Location identification entries
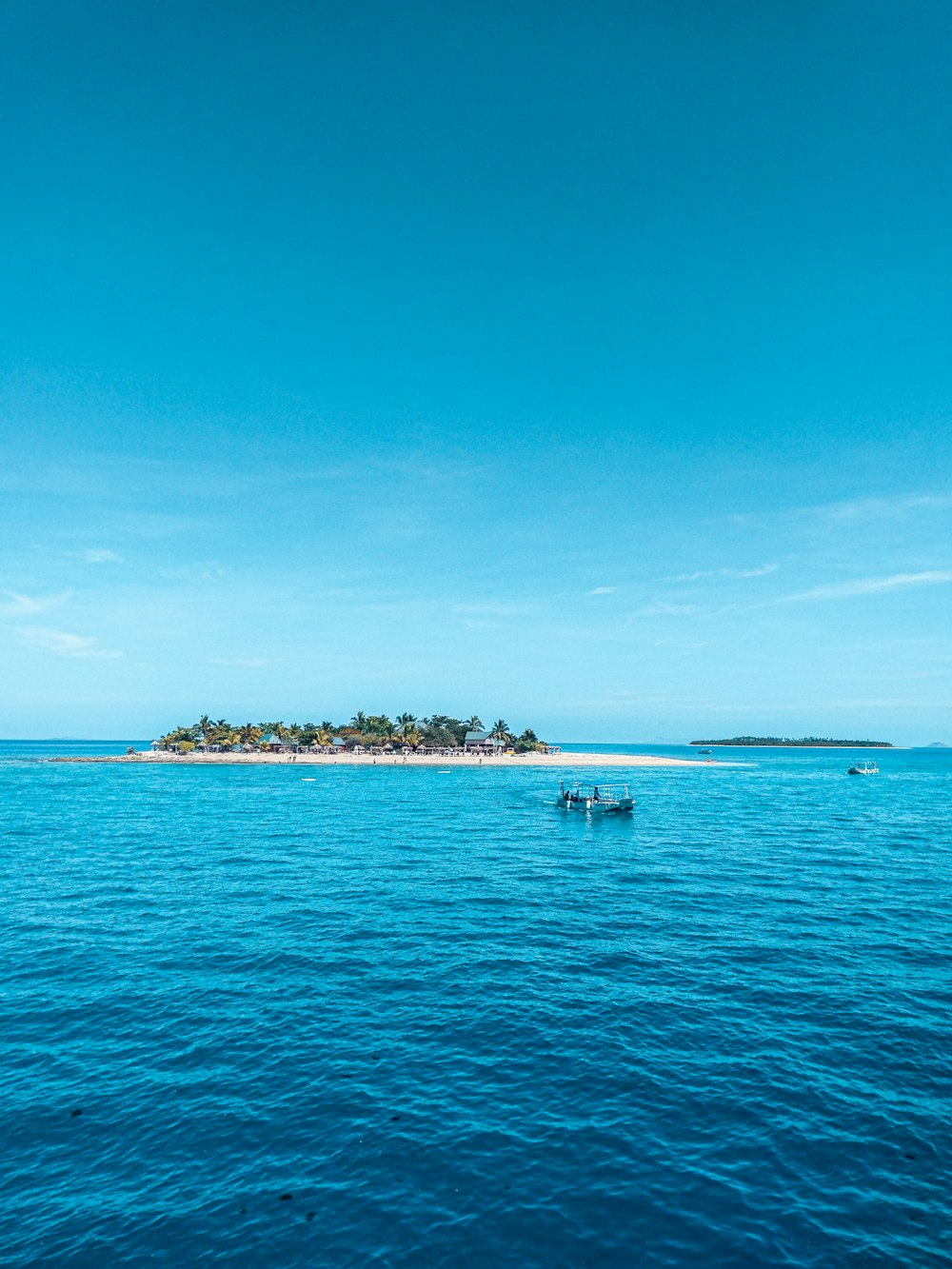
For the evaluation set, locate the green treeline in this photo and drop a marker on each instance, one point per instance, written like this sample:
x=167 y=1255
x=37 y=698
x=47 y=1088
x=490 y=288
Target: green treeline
x=818 y=742
x=438 y=731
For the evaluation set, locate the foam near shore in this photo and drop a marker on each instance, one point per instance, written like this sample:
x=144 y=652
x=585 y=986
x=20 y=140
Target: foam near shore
x=555 y=761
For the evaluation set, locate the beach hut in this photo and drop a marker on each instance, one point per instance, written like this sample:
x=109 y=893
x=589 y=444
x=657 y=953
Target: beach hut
x=482 y=743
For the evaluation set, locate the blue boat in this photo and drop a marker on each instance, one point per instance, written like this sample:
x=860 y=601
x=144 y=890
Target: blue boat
x=596 y=799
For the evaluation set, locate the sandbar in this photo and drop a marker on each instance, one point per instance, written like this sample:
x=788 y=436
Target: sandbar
x=503 y=761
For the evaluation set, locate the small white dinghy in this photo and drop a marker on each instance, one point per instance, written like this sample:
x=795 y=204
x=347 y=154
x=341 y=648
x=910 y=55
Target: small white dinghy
x=594 y=799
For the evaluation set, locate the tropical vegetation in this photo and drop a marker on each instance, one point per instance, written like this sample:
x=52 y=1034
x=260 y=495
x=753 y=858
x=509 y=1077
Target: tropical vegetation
x=437 y=731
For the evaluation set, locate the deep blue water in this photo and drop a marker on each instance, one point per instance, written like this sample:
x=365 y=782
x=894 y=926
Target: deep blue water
x=460 y=1027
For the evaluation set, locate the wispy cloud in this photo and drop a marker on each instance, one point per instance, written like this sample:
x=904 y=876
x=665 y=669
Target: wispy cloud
x=64 y=644
x=662 y=609
x=98 y=556
x=735 y=574
x=29 y=605
x=247 y=663
x=871 y=585
x=880 y=507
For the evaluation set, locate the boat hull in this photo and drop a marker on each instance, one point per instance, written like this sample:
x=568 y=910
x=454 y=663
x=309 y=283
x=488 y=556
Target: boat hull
x=592 y=807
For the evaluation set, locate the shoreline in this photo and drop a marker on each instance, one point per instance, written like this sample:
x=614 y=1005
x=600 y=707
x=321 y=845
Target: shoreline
x=509 y=761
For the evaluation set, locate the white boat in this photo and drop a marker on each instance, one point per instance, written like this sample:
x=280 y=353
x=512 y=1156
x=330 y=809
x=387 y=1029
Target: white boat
x=594 y=799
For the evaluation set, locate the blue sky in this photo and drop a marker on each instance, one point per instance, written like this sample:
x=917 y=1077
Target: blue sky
x=586 y=365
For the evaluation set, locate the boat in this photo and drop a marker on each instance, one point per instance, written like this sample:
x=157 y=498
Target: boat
x=594 y=799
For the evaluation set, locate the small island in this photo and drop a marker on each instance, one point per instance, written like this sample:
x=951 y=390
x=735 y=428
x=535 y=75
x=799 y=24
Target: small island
x=364 y=734
x=803 y=743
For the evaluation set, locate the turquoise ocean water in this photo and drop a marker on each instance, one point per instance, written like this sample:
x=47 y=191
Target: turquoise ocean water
x=392 y=1017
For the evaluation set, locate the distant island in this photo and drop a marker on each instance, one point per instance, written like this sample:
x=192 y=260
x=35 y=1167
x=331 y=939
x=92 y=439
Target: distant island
x=803 y=743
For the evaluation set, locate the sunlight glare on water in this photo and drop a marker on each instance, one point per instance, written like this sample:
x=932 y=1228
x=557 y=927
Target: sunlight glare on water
x=399 y=1017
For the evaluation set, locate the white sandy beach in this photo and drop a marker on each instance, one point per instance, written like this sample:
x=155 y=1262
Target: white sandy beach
x=505 y=761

**WHAT TO WORK ON**
Starting at the line that contains "For the evaluation set, locate the turquoise", retype each line through the end of the listing above and nothing else.

**TASK RESULT**
For the evaluation set, locate the turquoise ocean water in this photo and drop a marker on each instance, one point per instance, written like this sample:
x=47 y=191
Target: turquoise ocean water
x=392 y=1017
For the evaluation set, locate the distant island in this photo and drop a marker on each instance, one point per instance, written like this sample:
x=192 y=260
x=35 y=1167
x=331 y=939
x=92 y=439
Target: distant island
x=803 y=743
For the evaluation set, locate the sunlight glare on water in this photo and drop a marker on each instance, one point per instance, written like this sample:
x=932 y=1228
x=557 y=927
Target: sunlight glare on water
x=399 y=1017
For the evaluation set, locate the white sandy beach in this photo and drop a marker on each instance, one point per instance, written like this sample:
x=155 y=1262
Target: white sandy beach
x=505 y=761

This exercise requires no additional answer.